◆ **PAGE EXTRACT**:
# Culinary School Choice



## myuva2 (Feb 10, 2007)

Hi, I am currently highly considering culinary school. I have only a small amount of restauarant experience but am confident that I want to take the path toward becoming a chef some day. I am starting my search of schools and being that I live in the Washington DC area, L' Academie de Cuisine is very appealing. I have looked at other schools as well but seeing as I could live at home which would save money, I dont mind spending the extra on school. I would like to know if anybody has any experience with the school? How is the reputation, etc.? Please any information would be greatly appreciated. Thank you.


----------



## sgmchef (Sep 30, 2006)

Hi myuva2,

Although I don't have direct knowledge of the school you mention, I have worked for a Green-card French chef that graduated from the Paris Cordon Bleu that couldn‘t make it as the head chef! He only lasted about six weeks. I believe that your future is far more dependent on your efforts and abilities than the pedigree of the school. (My opinion!)

◆ **RECORDS PROVIDED**:
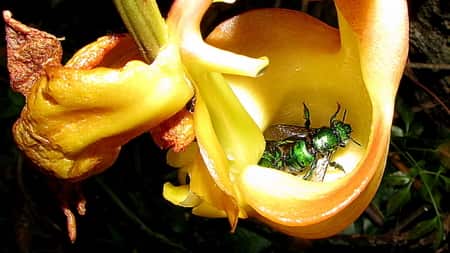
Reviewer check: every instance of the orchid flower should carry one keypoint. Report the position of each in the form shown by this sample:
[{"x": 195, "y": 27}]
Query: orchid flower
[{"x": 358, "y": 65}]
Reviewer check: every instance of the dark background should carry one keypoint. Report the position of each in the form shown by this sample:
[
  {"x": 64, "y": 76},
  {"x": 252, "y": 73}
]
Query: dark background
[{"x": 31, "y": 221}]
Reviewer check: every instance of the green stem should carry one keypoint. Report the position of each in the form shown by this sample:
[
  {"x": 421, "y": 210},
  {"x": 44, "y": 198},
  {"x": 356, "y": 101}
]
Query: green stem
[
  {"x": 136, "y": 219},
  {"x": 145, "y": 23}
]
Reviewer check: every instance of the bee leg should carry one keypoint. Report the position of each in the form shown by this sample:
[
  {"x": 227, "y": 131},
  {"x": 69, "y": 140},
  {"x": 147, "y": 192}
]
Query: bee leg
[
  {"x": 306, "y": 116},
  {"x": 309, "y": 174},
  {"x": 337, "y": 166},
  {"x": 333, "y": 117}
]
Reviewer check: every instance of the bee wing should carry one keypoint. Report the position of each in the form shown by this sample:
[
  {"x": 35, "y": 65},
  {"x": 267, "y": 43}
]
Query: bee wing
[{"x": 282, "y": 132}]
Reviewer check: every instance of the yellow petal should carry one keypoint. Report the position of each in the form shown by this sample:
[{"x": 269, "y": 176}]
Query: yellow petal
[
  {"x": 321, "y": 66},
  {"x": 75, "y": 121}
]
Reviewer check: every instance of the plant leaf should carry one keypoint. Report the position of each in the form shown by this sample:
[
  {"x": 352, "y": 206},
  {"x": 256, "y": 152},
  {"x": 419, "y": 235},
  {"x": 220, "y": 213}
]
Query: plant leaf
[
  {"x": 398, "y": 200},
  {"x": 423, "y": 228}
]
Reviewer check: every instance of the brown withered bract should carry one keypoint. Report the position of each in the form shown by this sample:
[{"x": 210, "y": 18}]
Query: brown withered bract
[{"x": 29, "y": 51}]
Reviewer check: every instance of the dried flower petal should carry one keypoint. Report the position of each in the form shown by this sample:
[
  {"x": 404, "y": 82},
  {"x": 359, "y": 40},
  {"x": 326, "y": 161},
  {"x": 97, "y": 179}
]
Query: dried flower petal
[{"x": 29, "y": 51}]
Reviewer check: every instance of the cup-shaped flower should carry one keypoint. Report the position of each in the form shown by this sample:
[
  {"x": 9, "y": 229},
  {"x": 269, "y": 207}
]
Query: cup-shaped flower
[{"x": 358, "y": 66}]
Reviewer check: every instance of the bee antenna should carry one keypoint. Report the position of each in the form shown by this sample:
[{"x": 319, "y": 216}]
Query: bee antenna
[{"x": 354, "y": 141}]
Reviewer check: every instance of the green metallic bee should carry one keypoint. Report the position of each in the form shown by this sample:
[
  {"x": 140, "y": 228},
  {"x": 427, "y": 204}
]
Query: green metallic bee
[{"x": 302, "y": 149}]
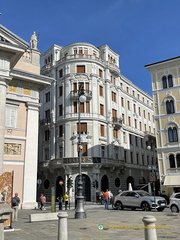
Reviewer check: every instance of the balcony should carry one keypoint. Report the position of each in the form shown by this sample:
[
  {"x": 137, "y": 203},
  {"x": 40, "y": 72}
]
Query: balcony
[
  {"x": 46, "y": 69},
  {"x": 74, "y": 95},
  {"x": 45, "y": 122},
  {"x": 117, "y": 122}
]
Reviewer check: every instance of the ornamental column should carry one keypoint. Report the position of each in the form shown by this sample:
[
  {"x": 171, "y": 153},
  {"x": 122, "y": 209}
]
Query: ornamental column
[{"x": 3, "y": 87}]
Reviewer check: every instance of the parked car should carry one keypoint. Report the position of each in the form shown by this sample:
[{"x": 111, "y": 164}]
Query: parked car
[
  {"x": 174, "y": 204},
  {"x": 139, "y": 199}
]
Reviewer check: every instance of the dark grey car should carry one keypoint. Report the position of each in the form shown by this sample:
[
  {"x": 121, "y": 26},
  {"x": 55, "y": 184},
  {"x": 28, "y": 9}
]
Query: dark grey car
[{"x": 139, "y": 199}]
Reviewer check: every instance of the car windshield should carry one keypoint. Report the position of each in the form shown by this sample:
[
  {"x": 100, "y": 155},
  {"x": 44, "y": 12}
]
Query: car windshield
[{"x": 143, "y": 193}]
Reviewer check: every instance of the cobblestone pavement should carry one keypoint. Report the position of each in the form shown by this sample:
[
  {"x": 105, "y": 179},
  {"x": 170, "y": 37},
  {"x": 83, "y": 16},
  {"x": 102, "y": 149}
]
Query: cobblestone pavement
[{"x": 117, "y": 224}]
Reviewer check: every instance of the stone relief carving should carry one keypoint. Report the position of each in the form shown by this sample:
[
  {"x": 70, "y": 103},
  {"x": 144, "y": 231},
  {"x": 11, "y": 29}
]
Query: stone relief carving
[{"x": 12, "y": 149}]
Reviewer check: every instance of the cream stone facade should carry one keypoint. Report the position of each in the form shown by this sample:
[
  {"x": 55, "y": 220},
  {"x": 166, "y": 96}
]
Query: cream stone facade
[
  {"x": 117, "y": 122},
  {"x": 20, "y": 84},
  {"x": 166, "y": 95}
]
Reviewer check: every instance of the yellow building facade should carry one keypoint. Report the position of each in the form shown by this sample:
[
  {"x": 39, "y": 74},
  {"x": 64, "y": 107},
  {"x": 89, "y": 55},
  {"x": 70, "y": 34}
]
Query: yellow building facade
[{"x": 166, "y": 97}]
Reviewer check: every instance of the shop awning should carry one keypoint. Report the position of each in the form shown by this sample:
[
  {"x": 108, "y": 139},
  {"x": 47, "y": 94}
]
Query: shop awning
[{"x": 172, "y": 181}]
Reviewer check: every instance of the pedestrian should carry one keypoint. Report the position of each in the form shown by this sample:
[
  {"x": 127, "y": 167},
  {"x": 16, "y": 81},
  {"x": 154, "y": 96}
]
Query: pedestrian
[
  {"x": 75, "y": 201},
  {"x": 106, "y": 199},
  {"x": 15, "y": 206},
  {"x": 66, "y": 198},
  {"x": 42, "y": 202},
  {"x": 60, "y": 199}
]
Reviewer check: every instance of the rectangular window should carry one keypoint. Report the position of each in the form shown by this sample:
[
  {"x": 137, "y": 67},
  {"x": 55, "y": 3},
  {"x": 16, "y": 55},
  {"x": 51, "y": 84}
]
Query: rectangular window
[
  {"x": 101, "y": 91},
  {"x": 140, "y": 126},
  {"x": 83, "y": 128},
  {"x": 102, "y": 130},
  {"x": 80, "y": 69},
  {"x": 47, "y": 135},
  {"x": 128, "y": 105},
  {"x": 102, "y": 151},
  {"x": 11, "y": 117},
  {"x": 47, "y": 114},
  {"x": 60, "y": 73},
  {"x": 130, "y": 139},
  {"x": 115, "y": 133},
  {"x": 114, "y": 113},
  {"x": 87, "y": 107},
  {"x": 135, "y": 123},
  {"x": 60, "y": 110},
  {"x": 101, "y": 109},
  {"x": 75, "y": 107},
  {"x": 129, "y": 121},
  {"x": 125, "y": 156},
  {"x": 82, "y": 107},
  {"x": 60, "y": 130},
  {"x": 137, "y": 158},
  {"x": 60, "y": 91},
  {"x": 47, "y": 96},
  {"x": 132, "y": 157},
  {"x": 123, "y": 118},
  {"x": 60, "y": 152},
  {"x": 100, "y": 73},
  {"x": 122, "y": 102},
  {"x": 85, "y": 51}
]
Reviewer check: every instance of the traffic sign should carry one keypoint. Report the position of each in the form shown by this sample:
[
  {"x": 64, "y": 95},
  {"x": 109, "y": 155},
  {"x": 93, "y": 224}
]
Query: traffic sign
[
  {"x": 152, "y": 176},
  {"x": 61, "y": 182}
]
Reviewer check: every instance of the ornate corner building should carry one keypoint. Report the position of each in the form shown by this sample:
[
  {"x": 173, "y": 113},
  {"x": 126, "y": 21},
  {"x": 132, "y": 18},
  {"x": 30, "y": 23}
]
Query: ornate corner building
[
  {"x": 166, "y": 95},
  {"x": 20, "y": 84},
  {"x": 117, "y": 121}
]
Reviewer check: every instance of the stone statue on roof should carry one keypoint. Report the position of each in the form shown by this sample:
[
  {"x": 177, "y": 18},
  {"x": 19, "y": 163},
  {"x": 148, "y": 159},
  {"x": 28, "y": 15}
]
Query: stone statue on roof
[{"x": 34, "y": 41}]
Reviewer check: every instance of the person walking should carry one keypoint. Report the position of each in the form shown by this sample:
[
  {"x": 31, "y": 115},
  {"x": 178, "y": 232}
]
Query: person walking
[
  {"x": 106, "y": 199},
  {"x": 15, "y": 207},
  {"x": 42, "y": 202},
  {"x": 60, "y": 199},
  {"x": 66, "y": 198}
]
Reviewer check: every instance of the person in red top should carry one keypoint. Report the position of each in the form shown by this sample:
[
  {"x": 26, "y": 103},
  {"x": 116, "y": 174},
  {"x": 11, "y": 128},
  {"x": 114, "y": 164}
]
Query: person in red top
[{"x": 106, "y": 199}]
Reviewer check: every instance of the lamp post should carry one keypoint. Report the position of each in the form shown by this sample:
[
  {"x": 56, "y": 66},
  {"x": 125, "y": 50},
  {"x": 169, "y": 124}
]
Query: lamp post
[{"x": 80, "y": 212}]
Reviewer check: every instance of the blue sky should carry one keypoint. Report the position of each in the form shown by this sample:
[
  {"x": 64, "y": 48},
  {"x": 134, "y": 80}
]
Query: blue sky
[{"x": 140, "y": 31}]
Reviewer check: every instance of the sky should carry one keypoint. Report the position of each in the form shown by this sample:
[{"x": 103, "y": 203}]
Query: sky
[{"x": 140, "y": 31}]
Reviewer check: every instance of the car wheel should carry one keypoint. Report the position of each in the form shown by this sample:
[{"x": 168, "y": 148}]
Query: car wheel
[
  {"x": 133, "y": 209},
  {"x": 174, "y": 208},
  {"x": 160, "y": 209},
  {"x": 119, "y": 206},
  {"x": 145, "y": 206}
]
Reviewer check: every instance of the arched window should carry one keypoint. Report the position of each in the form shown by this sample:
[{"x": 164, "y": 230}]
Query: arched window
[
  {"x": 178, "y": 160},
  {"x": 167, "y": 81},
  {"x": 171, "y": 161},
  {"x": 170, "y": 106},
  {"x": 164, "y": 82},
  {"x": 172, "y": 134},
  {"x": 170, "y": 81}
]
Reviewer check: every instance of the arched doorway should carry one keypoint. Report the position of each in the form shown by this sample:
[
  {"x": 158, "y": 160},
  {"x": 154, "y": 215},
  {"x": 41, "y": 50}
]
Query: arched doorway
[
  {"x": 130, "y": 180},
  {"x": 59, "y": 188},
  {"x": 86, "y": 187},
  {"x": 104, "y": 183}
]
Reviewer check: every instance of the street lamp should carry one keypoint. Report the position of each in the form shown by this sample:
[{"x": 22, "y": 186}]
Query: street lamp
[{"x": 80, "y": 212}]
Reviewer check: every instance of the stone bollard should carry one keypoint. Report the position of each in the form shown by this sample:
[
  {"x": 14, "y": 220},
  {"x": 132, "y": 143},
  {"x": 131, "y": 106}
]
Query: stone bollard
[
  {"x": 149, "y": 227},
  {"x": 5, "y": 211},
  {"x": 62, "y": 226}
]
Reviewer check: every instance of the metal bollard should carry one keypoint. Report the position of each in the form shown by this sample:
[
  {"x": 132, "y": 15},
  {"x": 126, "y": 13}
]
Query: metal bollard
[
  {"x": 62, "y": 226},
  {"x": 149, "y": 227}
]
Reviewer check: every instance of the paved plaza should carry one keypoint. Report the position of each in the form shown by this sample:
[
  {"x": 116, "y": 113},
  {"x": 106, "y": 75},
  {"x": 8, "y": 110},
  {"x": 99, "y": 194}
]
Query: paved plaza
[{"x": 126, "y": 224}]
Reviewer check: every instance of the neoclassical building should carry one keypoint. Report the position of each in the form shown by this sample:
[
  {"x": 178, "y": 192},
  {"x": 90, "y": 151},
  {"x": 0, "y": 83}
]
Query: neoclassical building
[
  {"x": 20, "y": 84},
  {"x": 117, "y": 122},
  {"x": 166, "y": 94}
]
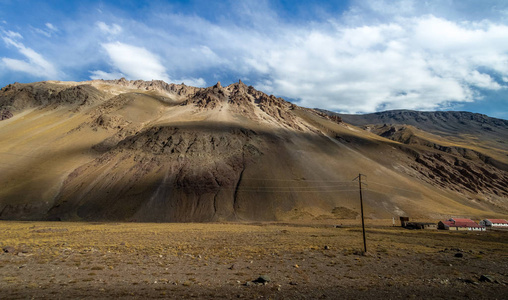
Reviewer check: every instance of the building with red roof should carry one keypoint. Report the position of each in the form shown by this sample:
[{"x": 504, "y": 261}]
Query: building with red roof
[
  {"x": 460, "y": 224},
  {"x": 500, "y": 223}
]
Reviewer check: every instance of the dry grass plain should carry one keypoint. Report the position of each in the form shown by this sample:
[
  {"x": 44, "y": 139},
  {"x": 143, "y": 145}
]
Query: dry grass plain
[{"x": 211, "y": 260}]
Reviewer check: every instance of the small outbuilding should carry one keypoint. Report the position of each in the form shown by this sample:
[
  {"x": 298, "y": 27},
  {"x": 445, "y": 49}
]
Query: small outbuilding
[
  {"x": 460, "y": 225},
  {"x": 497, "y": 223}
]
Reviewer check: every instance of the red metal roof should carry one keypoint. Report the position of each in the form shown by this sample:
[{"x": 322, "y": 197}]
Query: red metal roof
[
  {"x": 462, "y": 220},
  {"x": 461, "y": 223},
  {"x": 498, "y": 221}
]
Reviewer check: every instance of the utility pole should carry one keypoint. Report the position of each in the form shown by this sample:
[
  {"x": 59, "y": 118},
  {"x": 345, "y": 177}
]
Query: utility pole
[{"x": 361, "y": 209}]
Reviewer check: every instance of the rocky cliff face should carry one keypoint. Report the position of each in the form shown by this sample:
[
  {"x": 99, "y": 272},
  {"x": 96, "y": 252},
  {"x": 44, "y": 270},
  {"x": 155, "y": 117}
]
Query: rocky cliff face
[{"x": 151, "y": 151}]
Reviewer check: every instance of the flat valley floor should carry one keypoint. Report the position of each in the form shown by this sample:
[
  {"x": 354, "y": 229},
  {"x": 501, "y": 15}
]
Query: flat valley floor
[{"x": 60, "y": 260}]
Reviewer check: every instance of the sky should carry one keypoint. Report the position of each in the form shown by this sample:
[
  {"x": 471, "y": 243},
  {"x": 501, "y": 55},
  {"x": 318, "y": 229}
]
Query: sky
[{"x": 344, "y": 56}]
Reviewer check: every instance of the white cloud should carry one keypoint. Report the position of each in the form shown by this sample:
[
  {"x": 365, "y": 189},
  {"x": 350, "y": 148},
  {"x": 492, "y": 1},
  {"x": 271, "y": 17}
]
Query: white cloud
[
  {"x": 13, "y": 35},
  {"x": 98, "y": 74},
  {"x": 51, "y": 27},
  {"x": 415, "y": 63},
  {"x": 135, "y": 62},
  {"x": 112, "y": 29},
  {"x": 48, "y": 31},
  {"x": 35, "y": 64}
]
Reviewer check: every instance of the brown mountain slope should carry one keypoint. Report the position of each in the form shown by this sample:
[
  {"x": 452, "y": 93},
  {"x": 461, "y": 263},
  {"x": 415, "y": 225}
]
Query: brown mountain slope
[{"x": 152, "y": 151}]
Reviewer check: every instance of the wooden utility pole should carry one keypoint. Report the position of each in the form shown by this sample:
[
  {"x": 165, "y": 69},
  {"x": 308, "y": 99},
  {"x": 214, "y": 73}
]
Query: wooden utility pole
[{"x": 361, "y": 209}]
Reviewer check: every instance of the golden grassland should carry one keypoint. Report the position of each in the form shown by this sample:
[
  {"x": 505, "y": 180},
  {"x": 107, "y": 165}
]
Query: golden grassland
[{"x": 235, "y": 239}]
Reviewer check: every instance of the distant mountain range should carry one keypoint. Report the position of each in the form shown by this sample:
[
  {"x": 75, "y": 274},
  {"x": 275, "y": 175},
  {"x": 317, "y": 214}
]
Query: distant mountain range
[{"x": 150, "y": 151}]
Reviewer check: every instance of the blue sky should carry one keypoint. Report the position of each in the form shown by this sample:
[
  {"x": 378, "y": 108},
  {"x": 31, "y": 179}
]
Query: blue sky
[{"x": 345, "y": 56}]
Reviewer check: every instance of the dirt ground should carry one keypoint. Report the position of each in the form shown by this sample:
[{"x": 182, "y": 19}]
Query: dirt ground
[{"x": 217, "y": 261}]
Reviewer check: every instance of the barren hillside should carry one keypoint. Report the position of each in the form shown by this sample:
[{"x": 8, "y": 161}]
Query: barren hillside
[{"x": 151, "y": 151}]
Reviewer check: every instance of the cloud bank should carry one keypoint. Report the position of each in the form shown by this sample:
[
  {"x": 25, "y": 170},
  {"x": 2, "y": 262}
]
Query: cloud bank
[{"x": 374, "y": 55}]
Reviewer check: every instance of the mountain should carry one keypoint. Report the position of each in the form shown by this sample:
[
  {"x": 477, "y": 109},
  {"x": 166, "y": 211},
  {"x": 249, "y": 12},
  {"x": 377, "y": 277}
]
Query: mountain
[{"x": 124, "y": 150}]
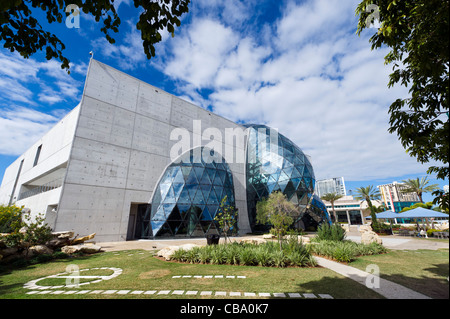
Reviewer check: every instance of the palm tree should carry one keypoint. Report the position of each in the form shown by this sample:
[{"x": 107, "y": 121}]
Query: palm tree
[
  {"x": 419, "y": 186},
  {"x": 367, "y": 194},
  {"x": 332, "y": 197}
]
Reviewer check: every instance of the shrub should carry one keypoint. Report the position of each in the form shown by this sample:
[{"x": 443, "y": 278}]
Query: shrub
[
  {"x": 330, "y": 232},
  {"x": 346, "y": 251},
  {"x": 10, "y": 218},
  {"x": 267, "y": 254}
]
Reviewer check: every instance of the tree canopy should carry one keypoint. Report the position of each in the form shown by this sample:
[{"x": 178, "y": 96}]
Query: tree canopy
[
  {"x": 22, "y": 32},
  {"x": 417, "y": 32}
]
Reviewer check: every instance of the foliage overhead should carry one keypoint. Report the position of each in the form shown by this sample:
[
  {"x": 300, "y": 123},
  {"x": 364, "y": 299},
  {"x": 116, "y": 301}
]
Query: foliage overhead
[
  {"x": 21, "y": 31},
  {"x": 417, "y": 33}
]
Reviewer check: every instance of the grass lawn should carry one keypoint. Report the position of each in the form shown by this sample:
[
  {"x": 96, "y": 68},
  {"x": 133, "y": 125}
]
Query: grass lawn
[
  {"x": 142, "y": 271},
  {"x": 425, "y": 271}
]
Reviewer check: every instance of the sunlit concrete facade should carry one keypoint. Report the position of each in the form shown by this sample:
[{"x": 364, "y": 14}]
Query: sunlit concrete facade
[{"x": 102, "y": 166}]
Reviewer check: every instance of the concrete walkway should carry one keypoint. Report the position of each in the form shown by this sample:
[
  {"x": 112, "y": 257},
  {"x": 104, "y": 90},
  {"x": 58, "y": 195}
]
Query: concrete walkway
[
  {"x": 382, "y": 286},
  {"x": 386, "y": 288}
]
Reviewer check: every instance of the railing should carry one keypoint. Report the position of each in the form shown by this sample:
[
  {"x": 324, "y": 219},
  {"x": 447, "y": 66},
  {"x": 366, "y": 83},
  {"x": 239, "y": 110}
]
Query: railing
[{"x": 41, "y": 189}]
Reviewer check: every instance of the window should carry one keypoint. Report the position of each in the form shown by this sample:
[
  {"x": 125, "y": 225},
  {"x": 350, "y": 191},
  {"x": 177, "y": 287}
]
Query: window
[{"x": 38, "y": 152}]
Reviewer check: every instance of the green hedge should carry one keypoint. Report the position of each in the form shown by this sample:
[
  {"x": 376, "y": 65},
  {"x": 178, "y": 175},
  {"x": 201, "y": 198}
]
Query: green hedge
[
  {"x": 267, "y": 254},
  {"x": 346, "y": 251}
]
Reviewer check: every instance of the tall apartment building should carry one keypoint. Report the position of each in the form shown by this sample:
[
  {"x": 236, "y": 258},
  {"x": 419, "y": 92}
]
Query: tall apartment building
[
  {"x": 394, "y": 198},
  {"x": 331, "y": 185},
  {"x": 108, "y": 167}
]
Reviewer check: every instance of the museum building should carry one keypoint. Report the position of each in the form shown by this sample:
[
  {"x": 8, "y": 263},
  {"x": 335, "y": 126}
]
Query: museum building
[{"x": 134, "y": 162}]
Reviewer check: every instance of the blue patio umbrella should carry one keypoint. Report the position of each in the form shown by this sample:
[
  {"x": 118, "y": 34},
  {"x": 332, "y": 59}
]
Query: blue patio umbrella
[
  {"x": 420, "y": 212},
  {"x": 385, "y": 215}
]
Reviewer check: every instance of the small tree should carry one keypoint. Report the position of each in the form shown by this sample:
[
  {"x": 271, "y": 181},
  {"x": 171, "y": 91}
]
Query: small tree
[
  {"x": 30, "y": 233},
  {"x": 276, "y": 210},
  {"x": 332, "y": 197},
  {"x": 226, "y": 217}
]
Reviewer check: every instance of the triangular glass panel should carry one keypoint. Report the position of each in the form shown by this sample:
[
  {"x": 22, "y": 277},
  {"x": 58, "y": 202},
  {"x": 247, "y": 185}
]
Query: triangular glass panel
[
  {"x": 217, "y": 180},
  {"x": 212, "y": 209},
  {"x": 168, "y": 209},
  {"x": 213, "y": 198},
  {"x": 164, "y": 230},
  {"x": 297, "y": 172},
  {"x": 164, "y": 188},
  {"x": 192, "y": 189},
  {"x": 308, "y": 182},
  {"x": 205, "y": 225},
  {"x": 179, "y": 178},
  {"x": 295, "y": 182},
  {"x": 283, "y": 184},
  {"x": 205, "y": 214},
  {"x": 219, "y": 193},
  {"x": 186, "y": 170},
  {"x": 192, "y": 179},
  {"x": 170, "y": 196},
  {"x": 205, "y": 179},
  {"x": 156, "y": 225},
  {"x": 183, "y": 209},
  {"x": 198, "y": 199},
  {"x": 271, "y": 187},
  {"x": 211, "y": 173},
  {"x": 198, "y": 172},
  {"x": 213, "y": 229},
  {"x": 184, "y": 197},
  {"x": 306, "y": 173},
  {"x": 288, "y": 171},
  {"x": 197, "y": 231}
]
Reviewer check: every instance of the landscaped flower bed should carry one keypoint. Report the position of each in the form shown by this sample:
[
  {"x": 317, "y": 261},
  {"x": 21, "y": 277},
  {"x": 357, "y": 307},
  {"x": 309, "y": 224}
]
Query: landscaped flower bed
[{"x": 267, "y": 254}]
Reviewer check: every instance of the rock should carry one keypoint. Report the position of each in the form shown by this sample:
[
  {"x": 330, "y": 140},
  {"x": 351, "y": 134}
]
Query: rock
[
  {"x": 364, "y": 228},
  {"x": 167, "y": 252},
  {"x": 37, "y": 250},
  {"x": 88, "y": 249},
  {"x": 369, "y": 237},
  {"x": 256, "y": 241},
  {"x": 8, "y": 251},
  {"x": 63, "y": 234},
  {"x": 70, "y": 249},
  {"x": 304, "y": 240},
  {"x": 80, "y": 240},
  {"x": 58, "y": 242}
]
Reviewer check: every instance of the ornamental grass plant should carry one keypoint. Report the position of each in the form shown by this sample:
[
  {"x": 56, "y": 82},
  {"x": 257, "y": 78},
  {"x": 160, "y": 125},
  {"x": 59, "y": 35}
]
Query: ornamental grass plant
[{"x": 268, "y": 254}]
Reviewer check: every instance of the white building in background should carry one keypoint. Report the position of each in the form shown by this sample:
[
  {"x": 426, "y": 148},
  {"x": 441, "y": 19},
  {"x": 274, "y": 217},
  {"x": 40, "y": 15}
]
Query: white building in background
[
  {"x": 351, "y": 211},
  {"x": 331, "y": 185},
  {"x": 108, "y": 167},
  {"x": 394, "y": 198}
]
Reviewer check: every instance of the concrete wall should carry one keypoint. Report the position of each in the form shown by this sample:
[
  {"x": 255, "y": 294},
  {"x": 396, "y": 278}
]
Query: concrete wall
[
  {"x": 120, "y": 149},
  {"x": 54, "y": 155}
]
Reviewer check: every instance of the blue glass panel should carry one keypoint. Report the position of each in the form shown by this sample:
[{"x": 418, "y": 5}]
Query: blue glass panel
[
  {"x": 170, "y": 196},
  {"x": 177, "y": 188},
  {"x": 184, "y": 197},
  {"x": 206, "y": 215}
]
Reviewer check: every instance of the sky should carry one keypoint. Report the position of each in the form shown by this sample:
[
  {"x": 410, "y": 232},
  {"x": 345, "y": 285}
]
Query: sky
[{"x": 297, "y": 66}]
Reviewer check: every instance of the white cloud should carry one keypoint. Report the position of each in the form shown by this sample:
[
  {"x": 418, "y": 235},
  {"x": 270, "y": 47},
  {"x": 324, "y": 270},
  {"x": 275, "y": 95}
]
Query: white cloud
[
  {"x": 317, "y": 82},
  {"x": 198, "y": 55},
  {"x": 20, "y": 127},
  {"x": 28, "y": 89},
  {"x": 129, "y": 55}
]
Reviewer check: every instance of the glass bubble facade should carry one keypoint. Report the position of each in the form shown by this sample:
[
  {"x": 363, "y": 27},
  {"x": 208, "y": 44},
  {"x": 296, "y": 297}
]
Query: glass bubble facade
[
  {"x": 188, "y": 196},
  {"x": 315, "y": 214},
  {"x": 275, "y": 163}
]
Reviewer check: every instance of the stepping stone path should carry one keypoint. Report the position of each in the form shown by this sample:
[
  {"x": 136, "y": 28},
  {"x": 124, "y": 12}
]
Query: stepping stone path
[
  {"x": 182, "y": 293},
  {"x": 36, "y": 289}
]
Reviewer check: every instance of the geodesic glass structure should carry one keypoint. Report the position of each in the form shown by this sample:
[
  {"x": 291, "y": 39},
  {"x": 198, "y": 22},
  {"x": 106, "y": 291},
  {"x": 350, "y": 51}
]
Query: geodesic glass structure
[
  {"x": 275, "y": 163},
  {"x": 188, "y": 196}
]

◆ **WRITTEN TASKS**:
1) List every detail the reply in the culinary school thread gives about the French chef its writer worked for.
2) From the culinary school thread, output the passage between "Hi, I am currently" and "(Sep 30, 2006)", inclusive.
3) Pick up the culinary school thread where it stops, beginning after its final sentence.

◆ **TASK-BY-TASK RESULTS**:
1)
- He was a green-card holder.
- He graduated from the Paris Cordon Bleu.
- He couldn't make it as the head chef.
- He lasted only about six weeks.

2)
Hi, I am currently highly considering culinary school. I have only a small amount of restauarant experience but am confident that I want to take the path toward becoming a chef some day. I am starting my search of schools and being that I live in the Washington DC area, L' Academie de Cuisine is very appealing. I have looked at other schools as well but seeing as I could live at home which would save money, I dont mind spending the extra on school. I would like to know if anybody has any experience with the school? How is the reputation, etc.? Please any information would be greatly appreciated. Thank you.


----------



## sgmchef (Sep 30, 2006)

3)
If you want to open your own place, school can be a good way to acquire knowledge in areas that are critical for running it. Front of house operations, the Bar, legal issues, operational design and layout of kitchen and dining room, menu construction and so forth. That being said, nothing beats first hand experience! Certificates and degrees may get you hired, but ultimately is will be your ability to perform that will determine your longevity in a restaurant or the success of your own place. 

I would visit whatever school you would like to attend and talk with the instructors and students and get a better feel for the school for yourself. You should feel comfortable with what the school offers in relation to what your goals are.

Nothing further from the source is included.